Each record is to be reproduced verbatim.

Region pointing data:

★ ★ ★ ★ ★

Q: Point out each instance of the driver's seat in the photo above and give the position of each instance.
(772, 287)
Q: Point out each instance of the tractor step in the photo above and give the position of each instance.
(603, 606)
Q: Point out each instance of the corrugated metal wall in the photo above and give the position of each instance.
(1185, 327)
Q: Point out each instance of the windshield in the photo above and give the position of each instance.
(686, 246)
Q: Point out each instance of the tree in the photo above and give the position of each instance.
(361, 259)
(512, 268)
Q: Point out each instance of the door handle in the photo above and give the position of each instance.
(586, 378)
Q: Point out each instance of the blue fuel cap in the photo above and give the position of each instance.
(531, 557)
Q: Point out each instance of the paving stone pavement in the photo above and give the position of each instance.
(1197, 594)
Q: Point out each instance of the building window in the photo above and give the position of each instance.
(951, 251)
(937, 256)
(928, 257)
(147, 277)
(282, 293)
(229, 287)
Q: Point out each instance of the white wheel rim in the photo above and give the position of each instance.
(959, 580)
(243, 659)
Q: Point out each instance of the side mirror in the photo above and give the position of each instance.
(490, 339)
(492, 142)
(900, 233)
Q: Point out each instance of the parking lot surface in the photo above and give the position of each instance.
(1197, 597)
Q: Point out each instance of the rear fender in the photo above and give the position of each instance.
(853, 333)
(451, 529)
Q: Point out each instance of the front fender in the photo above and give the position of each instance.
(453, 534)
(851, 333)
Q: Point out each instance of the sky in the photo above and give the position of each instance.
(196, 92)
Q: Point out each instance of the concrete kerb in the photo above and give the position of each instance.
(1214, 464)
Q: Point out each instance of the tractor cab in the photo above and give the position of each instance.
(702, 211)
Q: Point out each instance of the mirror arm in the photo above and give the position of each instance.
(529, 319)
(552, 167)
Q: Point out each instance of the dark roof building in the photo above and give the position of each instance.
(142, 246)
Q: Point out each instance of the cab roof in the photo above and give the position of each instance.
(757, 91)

★ ★ ★ ★ ★

Output for this task>
Q: Point out each instance of the driver's seat in the photo above and give the position of each instance.
(772, 287)
Q: Point out each instance of the tractor step in the photo above and give the position of each instance.
(603, 606)
Q: Point out each instance of the corrugated metal wall in the photo above and give the position of each instance.
(1185, 327)
Q: Point out each instance of the windshield in the photo above and give the position of each instance.
(686, 246)
Q: Point out each instance of the tree in the photo above and give the position of each instance.
(361, 259)
(512, 268)
Q: Point out each instance of the door handle in the photo above and give the position of each instance.
(586, 378)
Q: Point out each instance of the blue fuel cap in the photo above and give the position of each instance.
(531, 557)
Q: Point out each instance of the paving stone pavement in the photo above and give the position of each instance.
(1197, 594)
Q: Point out each instance of the building window in the photo above and give the position of each instance.
(951, 251)
(937, 256)
(928, 257)
(147, 277)
(282, 293)
(229, 287)
Q: Point out each instance of the white wheel rim in the photo above and give the position of each instance.
(959, 580)
(243, 659)
Q: Point out each instance of the side mirror in the photo above and give the position of each instance.
(490, 339)
(492, 142)
(900, 233)
Q: Point out each instance of the parking lot surface in the photo above and give the position of each instance.
(1197, 597)
Q: Point out each instance of the rear fender in the photo above and give the position of each instance.
(853, 333)
(451, 529)
Q: Point out each instance of the front fender in the photo above and give the position of each instance.
(453, 534)
(851, 333)
Q: Point out each instance of the sky in the photo above and give the position of each instance.
(196, 92)
Q: Point out each instance of the concrete kerb in the photo above and give the position of each instance.
(1214, 464)
Q: Point out each instance of the tractor cab in the photo above and give the position of each instance.
(702, 211)
Q: Point out each instance of the mirror arm in the photo above and give the position of each instance.
(529, 319)
(552, 167)
Q: Point out each instance of the dark roof building in the photo above and give the position of each instance.
(142, 246)
Q: Point out each instance of the cab roof in the photo above and give the position of each instance.
(757, 91)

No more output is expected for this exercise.